(Work order): Using the entries below, quote exactly the span of lines that begins with the line containing "Target — yellow flag." and ends with the final line.

Items from a data source:
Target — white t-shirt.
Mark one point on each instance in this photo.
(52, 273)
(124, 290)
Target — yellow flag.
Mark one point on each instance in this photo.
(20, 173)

(Solution for this exercise):
Target — yellow flag.
Mark one point on each instance in this photo.
(20, 173)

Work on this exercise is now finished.